[Texto fornecido]:
━━━━━━━━━━━━━━━━━━━━

Depois vieram os estudos sistemáticos de guitarra, com o professor italiano António Bava, de piano e composição com os mestres Zbigniew Neuhoff (polaco) e Jacobo Ficher (ucraniano). Os estudos musicais evoluíram na Universidade Nacional de La Plata e na Faculdade de Artes e Ciências Musicais da Universidade Católica Argentina, onde concluiu a licenciatura em Direção de Orquestra.

 

Durante este trajeto académico, formou a própria orquestra de cordas, a qual dirigiu até deixar a Argentina. Foi também ainda no seu país que começou a dar aulas como ajudante na faculdade onde se formou e na Universidade do Museu Social Argentino.

 

Em 1987 viajou para o Brasil, onde ganhou um concurso para dar aulas de direção na Escola de Música da Universidade Federal da Bahia(UFBA) e para dirigir o Madrigal Júnior, grupo vocal de elite, de onde saíram excelentes profissionais, de que é exemplo Maurício Brandão, atual diretor da Escola de Música da UFBA. Um azar político-económico em território brasileiro fá-lo deixar a terra de Jorge Amado e regressar ao ponto de partida.

E é na Argentina, nos inícios de 1988, que é indicado como titular para dirigir dois teatros de ópera, mas a sua neutralidade e honestidade política fez com que o acesso a estes cargos estivesse comprometido. Em setembro desse mesmo ano, Portugal foi o destino que se seguiu, onde vivia, e vive, o seu amigo e mentor, Christopher Bochmann. Por terras lusas, dirigiu orquestras em Lisboa, Almada, Torres Vedras, Castelo Branco, Leiria, Portalegre, Elvas, Beja, Mirandela, Aveiro, Madeira, Açores, Viana do Castelo, Olhão, Castro Verde, Évora, Loulé ou Famalicão.

 

Por cá também foi professor da Universidade de Aveiro, da Universidade de Évora, do Instituto Superior Afonso III e da Escola Superior de Música de Lisboa. Nesta última, a ligação mantém-se até a atualidade, conciliando com as disciplinas teóricas que leciona na Escola Profissional de Música do Vale do Ave.

 

Em 2009 terminou o doutoramento em Música e Musicologia, na Universidade de Évora. Ao longo do seu percurso editou livros, gravou discos, ajudou a formar e a fazer crescer pessoas com música dentro delas, mas, acima de tudo, diz-se feliz por ter “partilhado algum conhecimento e o amor por fazer música.”

━━━━━━━━━━━━━━━━━━━━

[Informação apresentada]:
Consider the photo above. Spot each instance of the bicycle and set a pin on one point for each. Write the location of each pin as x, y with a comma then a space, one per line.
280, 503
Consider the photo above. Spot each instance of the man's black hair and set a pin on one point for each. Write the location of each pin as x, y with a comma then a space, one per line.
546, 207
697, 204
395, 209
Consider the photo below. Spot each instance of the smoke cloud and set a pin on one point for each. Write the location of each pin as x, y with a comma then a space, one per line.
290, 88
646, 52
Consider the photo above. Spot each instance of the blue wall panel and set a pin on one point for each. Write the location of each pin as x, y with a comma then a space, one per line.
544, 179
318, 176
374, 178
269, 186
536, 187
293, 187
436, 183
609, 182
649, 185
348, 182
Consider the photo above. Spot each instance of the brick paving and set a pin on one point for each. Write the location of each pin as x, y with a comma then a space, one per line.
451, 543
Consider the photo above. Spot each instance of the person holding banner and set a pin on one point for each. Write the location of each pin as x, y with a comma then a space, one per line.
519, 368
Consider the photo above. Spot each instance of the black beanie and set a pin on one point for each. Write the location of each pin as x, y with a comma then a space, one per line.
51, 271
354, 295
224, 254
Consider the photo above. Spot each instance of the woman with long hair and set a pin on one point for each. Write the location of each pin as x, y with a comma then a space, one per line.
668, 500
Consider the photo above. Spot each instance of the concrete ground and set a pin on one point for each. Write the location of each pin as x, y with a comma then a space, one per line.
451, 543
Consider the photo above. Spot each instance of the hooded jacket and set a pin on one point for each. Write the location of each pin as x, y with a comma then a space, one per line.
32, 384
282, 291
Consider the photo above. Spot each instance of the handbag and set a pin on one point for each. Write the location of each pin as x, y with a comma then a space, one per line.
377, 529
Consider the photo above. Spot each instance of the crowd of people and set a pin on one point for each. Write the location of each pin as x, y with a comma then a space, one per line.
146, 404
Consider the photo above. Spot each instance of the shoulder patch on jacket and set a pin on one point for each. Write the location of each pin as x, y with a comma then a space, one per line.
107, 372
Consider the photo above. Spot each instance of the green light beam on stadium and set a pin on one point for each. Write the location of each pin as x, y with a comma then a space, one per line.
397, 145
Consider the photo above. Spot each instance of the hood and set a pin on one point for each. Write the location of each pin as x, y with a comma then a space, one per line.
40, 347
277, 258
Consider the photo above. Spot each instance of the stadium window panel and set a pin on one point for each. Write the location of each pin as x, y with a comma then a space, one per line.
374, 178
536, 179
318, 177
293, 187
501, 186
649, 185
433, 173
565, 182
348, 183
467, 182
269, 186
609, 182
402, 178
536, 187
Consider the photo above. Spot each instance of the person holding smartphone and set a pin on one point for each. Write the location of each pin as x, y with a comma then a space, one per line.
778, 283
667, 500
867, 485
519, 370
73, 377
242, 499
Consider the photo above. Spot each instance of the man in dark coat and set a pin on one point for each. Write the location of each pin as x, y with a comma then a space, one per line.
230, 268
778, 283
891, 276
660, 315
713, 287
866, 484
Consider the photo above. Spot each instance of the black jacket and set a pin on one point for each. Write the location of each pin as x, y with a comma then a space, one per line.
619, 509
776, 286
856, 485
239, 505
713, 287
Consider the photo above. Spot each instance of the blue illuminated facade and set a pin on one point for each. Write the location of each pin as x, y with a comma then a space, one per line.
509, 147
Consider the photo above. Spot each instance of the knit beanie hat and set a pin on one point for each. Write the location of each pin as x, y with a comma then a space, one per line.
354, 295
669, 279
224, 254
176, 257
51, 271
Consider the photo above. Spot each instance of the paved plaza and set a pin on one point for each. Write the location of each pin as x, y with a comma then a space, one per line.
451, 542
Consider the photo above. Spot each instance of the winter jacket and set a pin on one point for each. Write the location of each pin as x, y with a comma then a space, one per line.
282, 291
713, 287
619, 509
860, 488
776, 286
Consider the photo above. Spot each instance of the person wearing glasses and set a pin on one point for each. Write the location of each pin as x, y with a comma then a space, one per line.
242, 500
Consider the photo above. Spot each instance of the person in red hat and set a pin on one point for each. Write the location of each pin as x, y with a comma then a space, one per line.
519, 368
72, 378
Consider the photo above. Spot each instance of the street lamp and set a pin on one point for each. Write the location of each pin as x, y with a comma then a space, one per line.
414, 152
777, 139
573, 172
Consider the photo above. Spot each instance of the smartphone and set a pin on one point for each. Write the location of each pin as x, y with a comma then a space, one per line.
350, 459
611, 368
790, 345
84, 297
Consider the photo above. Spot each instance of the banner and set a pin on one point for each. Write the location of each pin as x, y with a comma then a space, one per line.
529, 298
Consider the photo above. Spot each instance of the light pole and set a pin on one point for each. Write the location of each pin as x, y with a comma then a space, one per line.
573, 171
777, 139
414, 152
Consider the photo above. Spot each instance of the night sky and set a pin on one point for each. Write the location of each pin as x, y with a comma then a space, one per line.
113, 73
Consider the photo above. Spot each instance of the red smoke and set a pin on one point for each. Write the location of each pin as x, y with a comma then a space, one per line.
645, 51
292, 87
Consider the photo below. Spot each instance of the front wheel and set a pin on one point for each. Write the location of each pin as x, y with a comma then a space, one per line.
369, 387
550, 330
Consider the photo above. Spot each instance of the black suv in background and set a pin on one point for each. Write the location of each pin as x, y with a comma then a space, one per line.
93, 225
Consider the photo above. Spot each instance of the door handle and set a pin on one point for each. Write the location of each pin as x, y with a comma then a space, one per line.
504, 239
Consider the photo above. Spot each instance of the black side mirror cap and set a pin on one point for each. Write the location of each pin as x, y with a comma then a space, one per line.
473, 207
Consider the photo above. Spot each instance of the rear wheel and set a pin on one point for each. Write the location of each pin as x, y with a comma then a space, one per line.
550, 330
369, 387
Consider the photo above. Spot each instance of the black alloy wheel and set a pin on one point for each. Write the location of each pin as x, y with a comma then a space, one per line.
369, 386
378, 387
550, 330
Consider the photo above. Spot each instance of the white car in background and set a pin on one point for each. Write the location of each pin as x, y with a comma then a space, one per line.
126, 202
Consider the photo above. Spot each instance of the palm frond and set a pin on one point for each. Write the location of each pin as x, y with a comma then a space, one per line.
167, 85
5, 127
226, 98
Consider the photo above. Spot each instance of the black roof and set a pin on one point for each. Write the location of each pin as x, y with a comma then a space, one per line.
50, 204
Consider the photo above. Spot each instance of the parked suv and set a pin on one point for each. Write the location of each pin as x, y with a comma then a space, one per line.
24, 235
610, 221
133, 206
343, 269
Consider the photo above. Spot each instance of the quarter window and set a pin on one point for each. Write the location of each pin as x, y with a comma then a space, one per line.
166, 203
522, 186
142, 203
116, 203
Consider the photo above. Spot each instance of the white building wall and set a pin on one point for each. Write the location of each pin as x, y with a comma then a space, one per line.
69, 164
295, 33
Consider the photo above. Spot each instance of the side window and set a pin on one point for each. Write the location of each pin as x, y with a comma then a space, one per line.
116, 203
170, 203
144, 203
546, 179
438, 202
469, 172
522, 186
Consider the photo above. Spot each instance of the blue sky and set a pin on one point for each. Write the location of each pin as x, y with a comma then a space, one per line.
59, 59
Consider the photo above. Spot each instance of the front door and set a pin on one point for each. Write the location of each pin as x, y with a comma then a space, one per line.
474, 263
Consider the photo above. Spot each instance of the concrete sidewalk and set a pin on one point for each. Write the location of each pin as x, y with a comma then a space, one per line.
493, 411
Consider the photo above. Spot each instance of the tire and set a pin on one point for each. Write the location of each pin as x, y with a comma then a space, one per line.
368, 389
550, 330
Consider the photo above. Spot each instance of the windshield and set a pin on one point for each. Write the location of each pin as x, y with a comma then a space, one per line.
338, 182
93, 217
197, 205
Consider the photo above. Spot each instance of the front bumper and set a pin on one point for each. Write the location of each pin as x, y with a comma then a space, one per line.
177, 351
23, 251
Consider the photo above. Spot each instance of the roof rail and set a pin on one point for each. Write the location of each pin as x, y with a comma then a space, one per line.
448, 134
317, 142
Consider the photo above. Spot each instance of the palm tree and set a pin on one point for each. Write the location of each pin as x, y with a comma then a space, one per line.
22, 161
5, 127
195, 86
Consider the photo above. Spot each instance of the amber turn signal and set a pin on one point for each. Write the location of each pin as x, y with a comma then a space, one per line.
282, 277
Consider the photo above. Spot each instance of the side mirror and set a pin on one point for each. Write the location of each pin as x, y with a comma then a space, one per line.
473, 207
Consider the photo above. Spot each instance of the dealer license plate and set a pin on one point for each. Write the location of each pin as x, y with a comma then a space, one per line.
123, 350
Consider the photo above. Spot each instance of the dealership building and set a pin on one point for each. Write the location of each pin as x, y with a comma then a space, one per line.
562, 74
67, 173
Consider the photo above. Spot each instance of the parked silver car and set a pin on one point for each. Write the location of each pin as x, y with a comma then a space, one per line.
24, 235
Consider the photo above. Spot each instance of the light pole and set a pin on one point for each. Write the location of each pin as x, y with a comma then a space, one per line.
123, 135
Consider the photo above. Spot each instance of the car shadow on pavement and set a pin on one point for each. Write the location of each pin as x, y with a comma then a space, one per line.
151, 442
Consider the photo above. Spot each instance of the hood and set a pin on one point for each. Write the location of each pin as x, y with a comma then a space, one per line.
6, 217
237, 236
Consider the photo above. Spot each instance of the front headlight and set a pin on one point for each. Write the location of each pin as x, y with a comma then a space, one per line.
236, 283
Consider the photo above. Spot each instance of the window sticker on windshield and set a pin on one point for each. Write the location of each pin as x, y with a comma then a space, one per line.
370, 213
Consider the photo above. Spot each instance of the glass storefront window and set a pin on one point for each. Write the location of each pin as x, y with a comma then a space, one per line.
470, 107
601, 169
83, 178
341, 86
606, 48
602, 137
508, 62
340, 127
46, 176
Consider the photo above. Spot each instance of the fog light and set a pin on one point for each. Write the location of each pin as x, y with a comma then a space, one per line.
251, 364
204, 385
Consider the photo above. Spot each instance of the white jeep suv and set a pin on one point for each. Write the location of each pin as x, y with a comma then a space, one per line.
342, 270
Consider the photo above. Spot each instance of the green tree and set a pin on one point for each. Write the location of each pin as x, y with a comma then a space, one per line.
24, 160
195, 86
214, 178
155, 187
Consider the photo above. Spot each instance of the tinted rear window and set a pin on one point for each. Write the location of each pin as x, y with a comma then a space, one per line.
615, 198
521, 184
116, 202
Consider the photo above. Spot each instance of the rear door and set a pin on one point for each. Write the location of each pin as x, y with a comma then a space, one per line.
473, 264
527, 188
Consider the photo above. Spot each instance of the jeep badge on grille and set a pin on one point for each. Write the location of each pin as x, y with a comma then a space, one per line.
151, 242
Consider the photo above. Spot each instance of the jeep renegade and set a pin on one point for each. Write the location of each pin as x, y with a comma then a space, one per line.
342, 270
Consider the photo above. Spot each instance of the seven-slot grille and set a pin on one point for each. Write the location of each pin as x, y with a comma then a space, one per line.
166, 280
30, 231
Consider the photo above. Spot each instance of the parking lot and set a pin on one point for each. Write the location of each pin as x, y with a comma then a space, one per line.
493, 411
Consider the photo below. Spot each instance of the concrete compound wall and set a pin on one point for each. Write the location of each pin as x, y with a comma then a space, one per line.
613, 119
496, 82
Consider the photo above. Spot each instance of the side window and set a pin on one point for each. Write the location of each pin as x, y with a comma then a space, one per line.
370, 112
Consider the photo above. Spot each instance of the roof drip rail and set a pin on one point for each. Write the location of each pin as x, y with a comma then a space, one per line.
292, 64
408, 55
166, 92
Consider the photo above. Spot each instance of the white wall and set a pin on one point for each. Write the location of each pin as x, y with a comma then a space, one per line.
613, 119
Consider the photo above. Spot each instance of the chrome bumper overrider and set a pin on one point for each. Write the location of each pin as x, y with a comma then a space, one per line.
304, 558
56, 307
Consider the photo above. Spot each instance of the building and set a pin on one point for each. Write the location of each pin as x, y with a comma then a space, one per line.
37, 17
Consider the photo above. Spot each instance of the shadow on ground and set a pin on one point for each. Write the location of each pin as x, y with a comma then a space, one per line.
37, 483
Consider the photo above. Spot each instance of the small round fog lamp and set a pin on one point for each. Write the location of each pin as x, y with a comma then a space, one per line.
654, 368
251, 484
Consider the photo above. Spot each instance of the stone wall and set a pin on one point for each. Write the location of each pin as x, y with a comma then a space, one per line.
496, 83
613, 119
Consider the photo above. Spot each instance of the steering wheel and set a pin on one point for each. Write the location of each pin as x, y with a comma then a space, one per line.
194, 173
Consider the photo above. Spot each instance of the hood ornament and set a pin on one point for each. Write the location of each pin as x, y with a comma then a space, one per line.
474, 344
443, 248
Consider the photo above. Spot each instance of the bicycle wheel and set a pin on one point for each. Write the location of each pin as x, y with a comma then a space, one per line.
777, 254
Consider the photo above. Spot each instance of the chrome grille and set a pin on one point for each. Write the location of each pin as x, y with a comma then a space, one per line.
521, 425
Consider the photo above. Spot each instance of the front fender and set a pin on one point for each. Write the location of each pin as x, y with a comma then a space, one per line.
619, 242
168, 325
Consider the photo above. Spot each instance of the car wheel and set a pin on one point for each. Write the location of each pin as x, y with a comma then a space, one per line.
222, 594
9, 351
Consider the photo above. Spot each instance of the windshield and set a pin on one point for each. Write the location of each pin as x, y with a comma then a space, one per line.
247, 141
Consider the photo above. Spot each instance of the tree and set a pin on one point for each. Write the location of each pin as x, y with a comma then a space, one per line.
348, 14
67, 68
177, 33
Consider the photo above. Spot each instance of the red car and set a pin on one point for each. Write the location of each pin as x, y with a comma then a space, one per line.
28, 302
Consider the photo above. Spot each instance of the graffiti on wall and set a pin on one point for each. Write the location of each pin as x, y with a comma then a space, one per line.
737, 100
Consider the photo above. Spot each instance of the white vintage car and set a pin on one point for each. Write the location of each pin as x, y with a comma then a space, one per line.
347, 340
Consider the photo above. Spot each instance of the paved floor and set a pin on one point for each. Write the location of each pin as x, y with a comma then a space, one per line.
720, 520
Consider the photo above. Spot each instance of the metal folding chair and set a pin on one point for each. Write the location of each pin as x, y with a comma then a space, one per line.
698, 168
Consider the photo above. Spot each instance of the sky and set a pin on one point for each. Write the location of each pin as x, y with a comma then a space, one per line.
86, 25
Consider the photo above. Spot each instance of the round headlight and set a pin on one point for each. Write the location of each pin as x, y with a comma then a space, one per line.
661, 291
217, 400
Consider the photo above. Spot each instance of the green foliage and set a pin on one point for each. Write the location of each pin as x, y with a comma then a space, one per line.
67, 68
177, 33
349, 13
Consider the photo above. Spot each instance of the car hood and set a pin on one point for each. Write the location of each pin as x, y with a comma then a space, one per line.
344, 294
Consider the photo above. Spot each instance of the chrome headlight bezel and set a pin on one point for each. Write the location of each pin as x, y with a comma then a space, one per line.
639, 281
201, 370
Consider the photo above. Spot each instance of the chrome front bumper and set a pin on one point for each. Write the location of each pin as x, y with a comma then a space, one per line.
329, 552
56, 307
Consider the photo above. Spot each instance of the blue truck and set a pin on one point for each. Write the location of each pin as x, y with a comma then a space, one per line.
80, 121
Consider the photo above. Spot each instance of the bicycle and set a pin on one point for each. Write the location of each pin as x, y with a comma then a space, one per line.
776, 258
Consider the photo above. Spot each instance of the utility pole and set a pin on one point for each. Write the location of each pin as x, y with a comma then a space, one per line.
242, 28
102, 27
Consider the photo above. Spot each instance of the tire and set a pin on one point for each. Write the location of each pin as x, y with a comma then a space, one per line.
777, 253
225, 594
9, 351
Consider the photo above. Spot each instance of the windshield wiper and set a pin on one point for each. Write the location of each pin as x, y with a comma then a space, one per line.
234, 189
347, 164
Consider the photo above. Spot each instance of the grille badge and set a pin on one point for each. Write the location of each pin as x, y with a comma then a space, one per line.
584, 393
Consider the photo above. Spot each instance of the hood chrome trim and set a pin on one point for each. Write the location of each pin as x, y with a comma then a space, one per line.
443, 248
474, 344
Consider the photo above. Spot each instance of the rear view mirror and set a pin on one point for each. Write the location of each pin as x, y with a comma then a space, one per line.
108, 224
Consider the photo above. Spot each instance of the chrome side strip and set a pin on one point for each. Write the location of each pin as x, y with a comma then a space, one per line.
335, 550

━━━━━━━━━━━━━━━━━━━━

Retome o texto sobre o percurso do maestro e continue-o a partir da última frase apresentada. Os registos são material à parte, sem ligação ao texto.

[Resposta ao problema]:
Texto Luís Miguel Ricardo

 

Quando e como surgiu o gosto pela música? A minha mãe tocava piano, os familiares italianos que tinham migrado para a Argentina cantavam canzonetas, árias de ópera, apesar de não saberem ler nem escrever. O meu pai adorava cantar tangos e tocar harmónica. A música esteve presente na minha vida, desde que eu tenho memória, e o facto de ver as primeiras pautas ao colo da minha mãe, antes de aprender a ler e a escrever, terá influenciado algo.

 

Como foi o percurso até chegar a maestro? A palavra maestro na Argentina, na Espanha, na Itália, tem conotações bem mais profundas, significa “mestre”. E mestre é quem domina uma arte, uma disciplina. É quem sabe, é quem tem controlo sobre alguma coisa. Aqui, em Portugal, maestro é uma palavra banalizada e qualquer um que tenha contactos, influências, amizades, pode chegar a maestro, pode mandar, estar à frente, estar por cima, figurar, ter estatuto, quase como um cargo de diretor. Aprendi que os cargos, os títulos, demandam de nós maior responsabilidade e despersonalização, coisa que não vejo tantas vezes como desejaria. Quanto ao percurso, primeiro estudei muita música, toquei muito bem piano, estudei composição, análise musical, orquestração, leitura de partituras, estilos, história da música, história da literatura, das artes, filosofia, psicologia. Procurei aprender a dirigir-me a mim mesmo, a obter de mim a maior quantidade e qualidade de sumo e, paralelamente a isso, estudei com excelentes professores a arte da comunicação e a arte de chegar aos outros, num curso de direção de orquestra. Mas ainda estou a cometer erros de principiante, que tento ir superando com a prática, a paciência e a humildade. Ser maestro (ou diretor) é ser um paladim, um defensor da música, da partitura, e não um proxeneta que se vale da arte para obter algo em troca. Ainda lembro a primeira vez que fiquei em frente a uma orquestra (1982). Entre esta experiência e a última passaram 40 anos. As palavras-chave: amor, doação, humildade, curiosidade, procura, insatisfação constante e respeito.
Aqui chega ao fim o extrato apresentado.